#### [The request]
Pick out and copy every line below that contains the string "ground". Case counts.

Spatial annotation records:
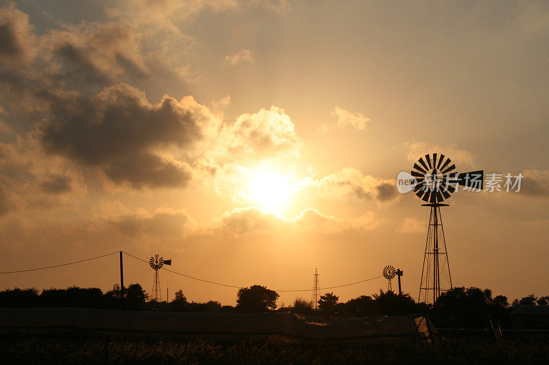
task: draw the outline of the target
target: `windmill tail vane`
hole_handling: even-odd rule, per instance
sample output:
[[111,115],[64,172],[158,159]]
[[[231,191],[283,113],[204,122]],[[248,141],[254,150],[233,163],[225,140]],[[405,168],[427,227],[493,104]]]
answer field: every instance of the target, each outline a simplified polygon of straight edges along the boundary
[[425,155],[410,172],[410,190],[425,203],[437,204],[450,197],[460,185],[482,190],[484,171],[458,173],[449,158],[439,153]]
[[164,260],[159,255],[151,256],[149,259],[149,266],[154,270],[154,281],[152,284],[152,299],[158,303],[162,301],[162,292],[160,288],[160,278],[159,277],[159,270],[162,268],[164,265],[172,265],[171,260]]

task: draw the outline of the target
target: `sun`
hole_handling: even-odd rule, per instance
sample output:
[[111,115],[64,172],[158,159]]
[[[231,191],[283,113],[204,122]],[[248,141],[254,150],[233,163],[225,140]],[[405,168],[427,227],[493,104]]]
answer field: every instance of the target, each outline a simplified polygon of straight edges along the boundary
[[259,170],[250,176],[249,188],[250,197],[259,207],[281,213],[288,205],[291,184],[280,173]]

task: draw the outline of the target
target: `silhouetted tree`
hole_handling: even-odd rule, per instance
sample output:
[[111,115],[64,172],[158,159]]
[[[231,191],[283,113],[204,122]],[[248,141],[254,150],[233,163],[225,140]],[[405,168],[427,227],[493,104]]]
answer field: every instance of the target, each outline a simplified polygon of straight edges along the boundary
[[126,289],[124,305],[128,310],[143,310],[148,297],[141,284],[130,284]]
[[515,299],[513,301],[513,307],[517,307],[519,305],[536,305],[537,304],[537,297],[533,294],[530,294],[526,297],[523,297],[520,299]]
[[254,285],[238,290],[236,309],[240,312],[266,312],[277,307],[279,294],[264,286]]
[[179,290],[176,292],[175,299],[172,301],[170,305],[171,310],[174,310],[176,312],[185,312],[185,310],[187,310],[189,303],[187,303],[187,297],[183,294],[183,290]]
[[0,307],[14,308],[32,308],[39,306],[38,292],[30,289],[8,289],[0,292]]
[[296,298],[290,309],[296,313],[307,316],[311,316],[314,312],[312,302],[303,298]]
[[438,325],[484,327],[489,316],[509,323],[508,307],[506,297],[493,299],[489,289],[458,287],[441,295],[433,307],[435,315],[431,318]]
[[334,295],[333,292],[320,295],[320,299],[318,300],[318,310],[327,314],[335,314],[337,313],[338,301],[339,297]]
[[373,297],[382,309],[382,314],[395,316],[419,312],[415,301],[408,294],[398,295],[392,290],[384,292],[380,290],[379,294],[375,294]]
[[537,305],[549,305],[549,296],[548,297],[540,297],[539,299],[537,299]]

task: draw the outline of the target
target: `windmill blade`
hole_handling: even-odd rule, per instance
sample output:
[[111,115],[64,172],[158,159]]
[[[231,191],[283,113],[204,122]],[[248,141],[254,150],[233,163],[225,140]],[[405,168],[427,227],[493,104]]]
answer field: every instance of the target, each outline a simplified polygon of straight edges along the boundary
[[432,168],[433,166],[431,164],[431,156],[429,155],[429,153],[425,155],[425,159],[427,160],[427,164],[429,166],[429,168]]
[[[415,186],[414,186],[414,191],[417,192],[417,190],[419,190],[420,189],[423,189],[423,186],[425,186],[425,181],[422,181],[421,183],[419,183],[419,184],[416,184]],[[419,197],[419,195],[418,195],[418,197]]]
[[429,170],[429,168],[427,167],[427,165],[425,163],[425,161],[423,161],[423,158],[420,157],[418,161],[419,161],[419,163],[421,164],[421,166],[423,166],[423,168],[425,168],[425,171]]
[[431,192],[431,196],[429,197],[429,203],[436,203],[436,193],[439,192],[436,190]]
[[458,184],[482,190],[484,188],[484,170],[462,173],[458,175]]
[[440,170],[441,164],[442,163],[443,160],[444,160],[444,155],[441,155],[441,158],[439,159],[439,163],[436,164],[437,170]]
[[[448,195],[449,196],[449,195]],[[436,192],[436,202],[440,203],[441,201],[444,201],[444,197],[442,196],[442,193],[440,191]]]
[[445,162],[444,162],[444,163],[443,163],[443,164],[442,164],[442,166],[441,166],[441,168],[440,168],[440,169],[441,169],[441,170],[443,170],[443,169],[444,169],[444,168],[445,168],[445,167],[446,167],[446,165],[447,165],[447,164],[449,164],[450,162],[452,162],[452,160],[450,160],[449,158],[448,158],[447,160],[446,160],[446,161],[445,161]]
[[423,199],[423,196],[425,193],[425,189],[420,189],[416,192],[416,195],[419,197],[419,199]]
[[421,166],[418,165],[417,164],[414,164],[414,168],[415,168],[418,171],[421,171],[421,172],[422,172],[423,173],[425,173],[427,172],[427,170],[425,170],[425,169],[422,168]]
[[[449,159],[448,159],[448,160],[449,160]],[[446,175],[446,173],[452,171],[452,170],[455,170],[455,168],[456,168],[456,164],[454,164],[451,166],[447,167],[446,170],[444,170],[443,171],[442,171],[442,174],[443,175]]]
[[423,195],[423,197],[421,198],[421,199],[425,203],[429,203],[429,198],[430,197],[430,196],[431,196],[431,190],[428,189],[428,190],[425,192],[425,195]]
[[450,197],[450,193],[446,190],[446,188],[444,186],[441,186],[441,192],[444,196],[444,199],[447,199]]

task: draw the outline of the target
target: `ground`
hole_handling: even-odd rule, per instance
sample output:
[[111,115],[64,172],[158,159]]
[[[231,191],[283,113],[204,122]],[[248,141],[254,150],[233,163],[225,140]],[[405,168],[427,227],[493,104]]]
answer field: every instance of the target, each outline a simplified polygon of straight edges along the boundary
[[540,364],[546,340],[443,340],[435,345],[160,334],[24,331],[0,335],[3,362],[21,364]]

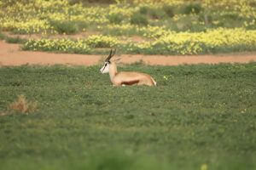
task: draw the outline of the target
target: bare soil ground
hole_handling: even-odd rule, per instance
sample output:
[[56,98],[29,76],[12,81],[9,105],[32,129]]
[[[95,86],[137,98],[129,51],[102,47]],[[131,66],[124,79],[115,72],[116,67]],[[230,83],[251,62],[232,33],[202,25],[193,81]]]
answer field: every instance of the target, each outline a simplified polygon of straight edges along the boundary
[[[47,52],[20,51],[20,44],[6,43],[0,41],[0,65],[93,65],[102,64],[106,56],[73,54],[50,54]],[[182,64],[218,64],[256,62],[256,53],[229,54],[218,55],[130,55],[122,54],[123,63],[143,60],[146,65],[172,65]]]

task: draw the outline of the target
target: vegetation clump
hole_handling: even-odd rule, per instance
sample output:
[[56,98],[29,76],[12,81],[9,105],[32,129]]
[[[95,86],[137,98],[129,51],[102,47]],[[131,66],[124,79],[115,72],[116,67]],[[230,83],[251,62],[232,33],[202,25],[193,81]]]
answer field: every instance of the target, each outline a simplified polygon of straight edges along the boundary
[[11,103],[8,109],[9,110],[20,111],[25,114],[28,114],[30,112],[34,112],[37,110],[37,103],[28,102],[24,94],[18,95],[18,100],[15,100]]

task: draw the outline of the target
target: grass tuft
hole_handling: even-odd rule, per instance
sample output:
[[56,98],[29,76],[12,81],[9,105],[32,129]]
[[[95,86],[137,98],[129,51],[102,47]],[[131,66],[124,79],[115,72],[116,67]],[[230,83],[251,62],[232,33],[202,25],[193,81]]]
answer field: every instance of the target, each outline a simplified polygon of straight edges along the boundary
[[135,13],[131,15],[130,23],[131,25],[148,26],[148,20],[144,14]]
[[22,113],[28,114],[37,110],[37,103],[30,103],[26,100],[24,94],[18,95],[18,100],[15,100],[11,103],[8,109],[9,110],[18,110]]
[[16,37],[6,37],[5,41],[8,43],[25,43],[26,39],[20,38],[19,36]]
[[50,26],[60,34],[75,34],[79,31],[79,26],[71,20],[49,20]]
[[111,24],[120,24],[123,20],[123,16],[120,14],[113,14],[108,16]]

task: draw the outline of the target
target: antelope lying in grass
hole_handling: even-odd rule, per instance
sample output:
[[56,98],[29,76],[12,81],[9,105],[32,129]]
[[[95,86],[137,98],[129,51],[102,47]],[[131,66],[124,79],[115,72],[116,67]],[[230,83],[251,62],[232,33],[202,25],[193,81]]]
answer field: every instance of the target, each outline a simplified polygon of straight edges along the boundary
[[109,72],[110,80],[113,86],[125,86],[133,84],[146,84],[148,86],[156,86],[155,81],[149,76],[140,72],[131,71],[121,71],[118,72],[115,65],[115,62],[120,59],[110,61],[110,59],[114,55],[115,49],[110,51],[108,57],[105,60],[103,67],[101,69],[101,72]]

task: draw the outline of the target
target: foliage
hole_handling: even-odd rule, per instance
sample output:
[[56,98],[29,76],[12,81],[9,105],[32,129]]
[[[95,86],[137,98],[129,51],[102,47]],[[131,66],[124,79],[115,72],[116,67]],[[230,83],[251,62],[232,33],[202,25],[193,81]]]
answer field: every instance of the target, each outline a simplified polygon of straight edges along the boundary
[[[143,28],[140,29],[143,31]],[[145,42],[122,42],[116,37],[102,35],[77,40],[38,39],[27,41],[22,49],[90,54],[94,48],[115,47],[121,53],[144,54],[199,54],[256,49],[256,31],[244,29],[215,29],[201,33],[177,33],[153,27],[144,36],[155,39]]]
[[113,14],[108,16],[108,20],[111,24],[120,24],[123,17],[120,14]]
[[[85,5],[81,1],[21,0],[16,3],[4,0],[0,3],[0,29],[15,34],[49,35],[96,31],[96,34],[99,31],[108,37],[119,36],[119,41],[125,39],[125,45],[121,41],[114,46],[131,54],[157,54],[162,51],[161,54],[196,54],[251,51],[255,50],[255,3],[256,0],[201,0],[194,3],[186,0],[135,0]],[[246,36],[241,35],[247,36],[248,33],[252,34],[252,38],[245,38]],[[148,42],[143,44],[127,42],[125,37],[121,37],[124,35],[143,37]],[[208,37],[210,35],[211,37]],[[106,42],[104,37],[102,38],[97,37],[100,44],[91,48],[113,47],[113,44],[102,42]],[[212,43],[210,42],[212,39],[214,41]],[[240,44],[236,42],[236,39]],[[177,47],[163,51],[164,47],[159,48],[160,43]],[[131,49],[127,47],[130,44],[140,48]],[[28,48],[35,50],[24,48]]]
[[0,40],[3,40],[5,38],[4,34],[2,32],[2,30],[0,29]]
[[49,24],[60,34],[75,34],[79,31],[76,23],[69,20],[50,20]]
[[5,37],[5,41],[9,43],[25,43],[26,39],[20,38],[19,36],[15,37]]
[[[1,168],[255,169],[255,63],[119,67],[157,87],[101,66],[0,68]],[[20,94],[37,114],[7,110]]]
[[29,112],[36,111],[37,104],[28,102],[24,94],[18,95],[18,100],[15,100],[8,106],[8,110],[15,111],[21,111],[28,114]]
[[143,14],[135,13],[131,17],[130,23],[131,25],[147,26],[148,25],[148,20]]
==
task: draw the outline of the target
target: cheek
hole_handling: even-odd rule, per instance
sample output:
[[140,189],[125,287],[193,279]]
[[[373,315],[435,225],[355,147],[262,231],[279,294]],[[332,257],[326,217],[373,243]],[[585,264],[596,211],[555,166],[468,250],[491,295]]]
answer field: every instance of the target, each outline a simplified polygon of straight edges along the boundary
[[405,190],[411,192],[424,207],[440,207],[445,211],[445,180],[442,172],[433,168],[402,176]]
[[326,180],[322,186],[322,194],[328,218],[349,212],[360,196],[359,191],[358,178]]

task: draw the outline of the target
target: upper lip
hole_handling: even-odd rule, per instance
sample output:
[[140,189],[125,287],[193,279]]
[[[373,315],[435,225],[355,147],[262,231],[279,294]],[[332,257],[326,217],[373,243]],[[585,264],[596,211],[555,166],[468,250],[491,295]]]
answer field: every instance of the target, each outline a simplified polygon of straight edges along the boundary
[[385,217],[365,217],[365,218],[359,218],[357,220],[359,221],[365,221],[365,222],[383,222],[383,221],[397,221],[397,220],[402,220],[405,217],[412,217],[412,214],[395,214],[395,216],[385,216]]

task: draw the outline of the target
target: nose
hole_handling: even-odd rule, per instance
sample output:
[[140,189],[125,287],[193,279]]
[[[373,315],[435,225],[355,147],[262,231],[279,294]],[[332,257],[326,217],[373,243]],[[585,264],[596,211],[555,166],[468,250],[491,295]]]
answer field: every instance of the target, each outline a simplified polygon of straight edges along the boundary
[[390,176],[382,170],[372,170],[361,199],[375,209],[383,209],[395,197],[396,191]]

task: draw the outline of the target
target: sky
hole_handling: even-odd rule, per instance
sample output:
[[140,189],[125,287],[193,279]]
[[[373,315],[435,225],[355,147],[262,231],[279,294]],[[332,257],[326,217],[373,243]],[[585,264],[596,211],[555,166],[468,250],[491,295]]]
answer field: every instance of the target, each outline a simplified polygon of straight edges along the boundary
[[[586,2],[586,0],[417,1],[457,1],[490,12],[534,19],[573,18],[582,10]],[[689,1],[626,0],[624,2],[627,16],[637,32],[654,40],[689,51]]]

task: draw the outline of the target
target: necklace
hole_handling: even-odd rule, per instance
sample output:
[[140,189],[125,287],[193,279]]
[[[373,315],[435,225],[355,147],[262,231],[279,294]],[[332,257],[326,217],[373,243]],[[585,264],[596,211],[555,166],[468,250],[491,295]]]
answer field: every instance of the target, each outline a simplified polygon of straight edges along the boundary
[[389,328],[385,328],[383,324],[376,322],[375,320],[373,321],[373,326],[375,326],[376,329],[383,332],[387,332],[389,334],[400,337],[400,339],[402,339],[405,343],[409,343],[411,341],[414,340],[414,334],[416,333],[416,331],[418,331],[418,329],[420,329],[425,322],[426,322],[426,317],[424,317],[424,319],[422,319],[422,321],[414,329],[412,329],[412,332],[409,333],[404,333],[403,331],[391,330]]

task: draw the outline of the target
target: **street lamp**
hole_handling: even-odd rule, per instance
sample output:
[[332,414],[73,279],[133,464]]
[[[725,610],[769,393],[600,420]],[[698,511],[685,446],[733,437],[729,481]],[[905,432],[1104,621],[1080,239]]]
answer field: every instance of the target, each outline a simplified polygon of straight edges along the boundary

#### [Response]
target: `ground`
target: bare soil ground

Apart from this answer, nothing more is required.